SHORT PROBLEM - Pull out every line in the data below that contains the string "rocky". Case counts, so a line matches only if the capitalization is the same.

INFORMATION GIVEN -
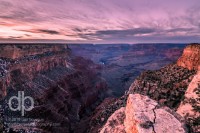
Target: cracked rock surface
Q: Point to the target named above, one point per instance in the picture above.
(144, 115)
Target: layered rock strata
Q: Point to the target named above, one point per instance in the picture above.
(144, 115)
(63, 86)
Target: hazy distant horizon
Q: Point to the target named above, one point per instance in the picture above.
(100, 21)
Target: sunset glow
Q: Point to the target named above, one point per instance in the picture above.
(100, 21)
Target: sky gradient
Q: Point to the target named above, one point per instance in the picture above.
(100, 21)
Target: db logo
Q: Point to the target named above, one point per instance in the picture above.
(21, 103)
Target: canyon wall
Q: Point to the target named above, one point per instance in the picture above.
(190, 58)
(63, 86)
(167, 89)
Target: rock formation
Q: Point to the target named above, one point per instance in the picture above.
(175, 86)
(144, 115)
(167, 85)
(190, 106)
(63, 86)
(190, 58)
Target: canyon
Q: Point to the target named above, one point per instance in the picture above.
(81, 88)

* * *

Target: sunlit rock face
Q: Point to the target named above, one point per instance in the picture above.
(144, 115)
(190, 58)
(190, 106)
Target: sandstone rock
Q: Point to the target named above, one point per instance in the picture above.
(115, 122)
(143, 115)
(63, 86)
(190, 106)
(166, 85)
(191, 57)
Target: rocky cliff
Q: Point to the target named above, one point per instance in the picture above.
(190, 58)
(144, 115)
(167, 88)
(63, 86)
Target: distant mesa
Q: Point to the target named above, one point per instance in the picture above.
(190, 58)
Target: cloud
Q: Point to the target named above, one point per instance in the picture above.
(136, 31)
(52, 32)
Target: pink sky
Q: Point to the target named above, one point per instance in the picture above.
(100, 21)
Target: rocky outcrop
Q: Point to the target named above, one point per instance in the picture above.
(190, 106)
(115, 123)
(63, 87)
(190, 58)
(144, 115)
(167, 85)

* * *

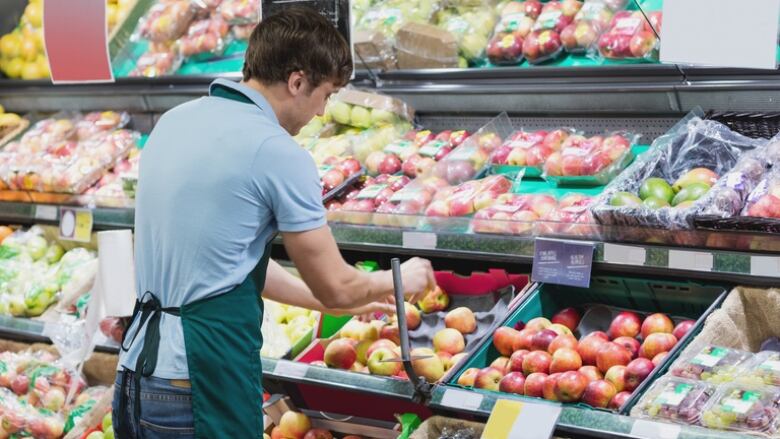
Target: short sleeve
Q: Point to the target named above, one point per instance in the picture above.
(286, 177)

ANSWER FOR THIS EXERCISE -
Target: rocky cliff
Target: rocky outcrop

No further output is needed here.